** Petunjuk Latihan **
Sebutkan semua landasan yang dipegang erat oleh sekolah negeri menurut tulisan tentang aturan jilbab di bawah ini.

** Teks Bacaan **
"Seharusnya pemberitaan tentang jilbab yang sedang heboh di jagat maya dapat dijadikan sandaran untuk lebih dekat kepada syariat. Tapi ini malah sebaliknya, berasa ada oknum tertentu yang asbun sembari memanfaatkan situasi. Entah ingin mencari popularitas, cari cuan, atau...entahlah."
Kisah miris di SMK Negeri Padang yang bergaung kencang di berbagai media beberapa hari lalu telah mengajak kita untuk memetik kesimpulan bahwa Indonesia kembali mengalami "Intoleransi Beragama".
Benar bahwa intoleransi yang dimaksud adalah cerita lama, karena bertahun-tahun ke belakang peristiwa serupa sudah pernah terjadi.
Meski begitu, saya tidak akan menilik lebih jauh serta mengumbar masa lalu. Secara, permasalahan aturan jilbab sekarang saja sudah banyak melencengnya.
Lihat saja komentar para netizen di berbagai media sosial yang terus menghujam layaknya air bah yang menggusur daratan rumput-rumput kedamaian. Di luar dari konteks toleransi beragama, ada pula pihak tertentu yang seakan asyik memanfaatkan situasi sembari menyudutkan Islam.
Dimulai dari Pernyataan Pembelaan yang Kurang "Elegan" Terkait Aturan Jilbab
Tercatat ada dua pernyataan pembelaan yang paling kencang bergaung di beranda medsos netizen. Pertama, gaungan Mantan Wali Kota Padang, Sumatera Barat, Fauzi Bahar yang menegaskan bahwa jilbab sebagai aturan seragam di Padang dianggap sebagai kearifan lokal.
Kedua, ada pernyataan Kepala Dinas Pendidikan Kota Padang, Habibul Fuadi yang mengutarakan bahwa pihaknya akan tetap mempertahankan aturan jilbab (khusus siswi muslim). Beliau juga menambahkan bahwa salah satu manfaat jilbab adalah agar tidak digigit nyamuk.
Saya tak ingin tenggelam dalam rasa suudzon yang terlalu dalam karena kedua pernyataan di atas merupakan dalih pembelaan. Secara pribadi saya juga merasakan bahwa niat pihak pembela sejatinya adalah mulia, yaitu meningkatkan derajat kesadaran muslimah akan kewajiban jilbab.
Tapi, sayangnya konteks "aturan" tersebut malah bersemi di sekolah negeri yang memegang erat landasan berupa sila pertama Pancasila, UUD 1945 pasal 29, hingga Permendikbud nomor 45 tahun 2014.

** Data Tersedia **
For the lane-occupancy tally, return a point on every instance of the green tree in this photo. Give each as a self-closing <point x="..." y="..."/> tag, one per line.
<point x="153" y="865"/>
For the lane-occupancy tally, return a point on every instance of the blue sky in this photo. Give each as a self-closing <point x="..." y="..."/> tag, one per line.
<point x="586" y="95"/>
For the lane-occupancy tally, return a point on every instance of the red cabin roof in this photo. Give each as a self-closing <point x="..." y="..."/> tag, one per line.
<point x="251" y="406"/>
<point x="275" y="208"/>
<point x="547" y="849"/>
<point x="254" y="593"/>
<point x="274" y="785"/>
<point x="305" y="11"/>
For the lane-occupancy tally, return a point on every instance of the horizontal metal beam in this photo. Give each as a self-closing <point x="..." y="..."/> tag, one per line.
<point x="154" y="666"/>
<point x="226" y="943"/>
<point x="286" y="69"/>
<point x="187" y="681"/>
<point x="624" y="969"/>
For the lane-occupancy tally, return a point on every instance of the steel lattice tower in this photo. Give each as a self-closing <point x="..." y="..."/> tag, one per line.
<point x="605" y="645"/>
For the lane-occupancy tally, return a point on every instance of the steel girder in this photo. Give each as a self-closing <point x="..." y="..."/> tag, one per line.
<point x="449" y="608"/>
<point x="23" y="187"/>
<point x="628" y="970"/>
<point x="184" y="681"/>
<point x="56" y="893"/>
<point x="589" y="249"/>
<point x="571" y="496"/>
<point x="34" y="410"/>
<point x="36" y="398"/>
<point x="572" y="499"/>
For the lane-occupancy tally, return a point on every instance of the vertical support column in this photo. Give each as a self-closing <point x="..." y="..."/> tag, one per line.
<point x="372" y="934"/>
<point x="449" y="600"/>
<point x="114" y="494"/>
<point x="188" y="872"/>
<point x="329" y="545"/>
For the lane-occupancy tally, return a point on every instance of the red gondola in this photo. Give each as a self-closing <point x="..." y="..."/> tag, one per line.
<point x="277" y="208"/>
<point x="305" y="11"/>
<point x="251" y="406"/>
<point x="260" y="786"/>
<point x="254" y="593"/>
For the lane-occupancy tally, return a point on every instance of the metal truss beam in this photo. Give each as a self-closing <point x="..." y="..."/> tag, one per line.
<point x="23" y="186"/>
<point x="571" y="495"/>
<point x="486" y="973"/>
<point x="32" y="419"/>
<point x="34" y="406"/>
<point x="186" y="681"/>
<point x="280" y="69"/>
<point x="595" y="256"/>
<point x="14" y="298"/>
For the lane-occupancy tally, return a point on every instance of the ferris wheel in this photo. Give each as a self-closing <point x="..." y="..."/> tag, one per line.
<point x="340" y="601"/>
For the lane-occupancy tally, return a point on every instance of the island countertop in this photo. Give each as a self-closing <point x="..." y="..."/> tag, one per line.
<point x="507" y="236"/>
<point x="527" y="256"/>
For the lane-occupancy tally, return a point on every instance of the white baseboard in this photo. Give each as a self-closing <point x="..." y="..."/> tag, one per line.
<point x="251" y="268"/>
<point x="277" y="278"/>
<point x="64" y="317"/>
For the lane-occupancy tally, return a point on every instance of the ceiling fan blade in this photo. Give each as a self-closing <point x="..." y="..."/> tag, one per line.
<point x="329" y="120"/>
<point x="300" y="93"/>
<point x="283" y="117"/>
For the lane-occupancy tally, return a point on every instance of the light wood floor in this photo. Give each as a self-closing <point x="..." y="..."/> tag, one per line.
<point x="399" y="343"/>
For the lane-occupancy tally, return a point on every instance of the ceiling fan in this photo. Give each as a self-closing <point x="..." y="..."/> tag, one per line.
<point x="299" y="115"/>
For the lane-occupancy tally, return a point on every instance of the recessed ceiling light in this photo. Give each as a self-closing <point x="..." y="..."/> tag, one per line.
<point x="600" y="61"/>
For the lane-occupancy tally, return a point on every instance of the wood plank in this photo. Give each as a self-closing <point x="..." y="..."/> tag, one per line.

** Hasil Tugas **
- sila pertama Pancasila
- UUD 1945 pasal 29
- Permendikbud nomor 45 tahun 2014